# Extracted text start

From French Architecture to Fashion Week: The Stor...

From French Architecture to Fashion Week: The Story Behind Madison Detro’s Designs

Photo by Bob Toy

Photo by Bob Toy

Spend a few minutes with MFA Fashion Design student Madison Detro and you’ll walk away with an inkling that she’s at the beginning of a design journey that could go in many directions. In the midst of a fast-approaching deadline to complete her runway collection for Mercedes-Benz Fashion Week in New York, Detro appeared focused and methodical, almost subdued. Yet it’s very clear that at 26, she’s already an overachiever whose creativity spills into multiple formats. There’s Detro the solo designer, an avid researcher who likes to experiment with shape and form.  Inspired by the creations of Swiss-French architect Le Corbusier, as well as her formative undergraduate studies (she received a B.A. in Architecture from Cal Poly in 2008), her designs translate into garments that are unfussy, streamlined, and monochromatic – often free of zippers, snaps or fasteners. Then there’s Detro the collaborator, who thrives in partnerships. With her younger sister Malone, 24, she founded Moseley, a clothing and accessories line named after their great-grandmother, a fashion-forward San Franciscan who lived to be 99. And with her boyfriend, Conor Sweitzer, she collaborates on custom furniture and retail store fixtures in the work studio they share on Treasure Island. The thing at the bottom of her creative priority list, modelling, is sometimes hard to shake. At 5’10 and a size 2, she’s often a muse for photographer friends, and her sister Malone’s first choice when tailoring new designs. Detro’s New York-bound collection, featuring six looks, was inspired by what she called the “intriguingly simple complexities” of Le Corbusier’s Notre Dame du Haut in Ronchamp, France.

# Extracted text end

§ **Stated task**:
Write the next part of the article about Madison Detro's designs, starting after its final sentence. The records that follow have no connection to the text.

# Supplied entries start

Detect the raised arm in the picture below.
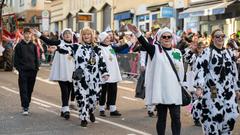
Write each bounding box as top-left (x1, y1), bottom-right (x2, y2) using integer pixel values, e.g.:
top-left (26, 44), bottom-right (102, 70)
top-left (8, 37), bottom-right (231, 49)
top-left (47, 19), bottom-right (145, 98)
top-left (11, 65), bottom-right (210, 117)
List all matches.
top-left (30, 29), bottom-right (61, 46)
top-left (127, 24), bottom-right (155, 58)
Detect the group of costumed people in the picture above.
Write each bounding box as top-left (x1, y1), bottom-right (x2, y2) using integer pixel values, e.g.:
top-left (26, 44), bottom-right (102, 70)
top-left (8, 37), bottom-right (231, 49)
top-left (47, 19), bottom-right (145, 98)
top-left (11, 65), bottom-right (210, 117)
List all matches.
top-left (128, 24), bottom-right (240, 135)
top-left (15, 24), bottom-right (239, 135)
top-left (31, 28), bottom-right (132, 127)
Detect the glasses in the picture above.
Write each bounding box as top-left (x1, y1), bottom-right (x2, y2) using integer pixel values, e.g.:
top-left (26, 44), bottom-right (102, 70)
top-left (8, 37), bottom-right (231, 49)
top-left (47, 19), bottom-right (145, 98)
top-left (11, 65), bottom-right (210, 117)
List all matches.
top-left (162, 36), bottom-right (172, 39)
top-left (214, 34), bottom-right (226, 38)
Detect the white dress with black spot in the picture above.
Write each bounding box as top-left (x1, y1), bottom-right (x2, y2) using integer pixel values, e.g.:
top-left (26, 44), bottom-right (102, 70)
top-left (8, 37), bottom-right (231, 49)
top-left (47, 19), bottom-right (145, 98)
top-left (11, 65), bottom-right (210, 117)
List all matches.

# Supplied entries end

§ **The reply**:
Photo by Jennifer Blot

Photo by Jennifer Blot

“I did a lot of sketches, then began to make some of them in 3D samples,” she said. “It was a lot of back and forth between 2D and 3D, since I was designing as I was going. I had no idea what my collection was going to look like as a whole until I had about four looks done.  But I just let the process guide me, and it felt super natural and instinctual.” Coveting the highest quality materials (it’s unlikely there will ever be a “Madison Detro for Target” line), she secured $5,000 through a Kickstarter campaign to purchase the leather for the collection. All of the pieces – from cape to jumpsuit to pull-over dress—are rendered in deep burgundy lambskin and calfskin and fit with her vision of a minimal aesthetic with some dramatic details. Detro’s fascination with architecture seems to frame everything she does. “I would say architecture gave me a real understanding of composition, including spatial relationships, proportions, and scale,” she said. Fashion School Director Simon Ungless agrees. “Madison stands out as a designer due to her training as an architect,” he said. “Her fashion design aesthetic is informed by a non-decorative approach to form and function in relationship to proportion and silhouette.”

Illustrated lineup of Detro's Spring 2015 collection.

Illustrated lineup of Detro’s Spring 2015 collection.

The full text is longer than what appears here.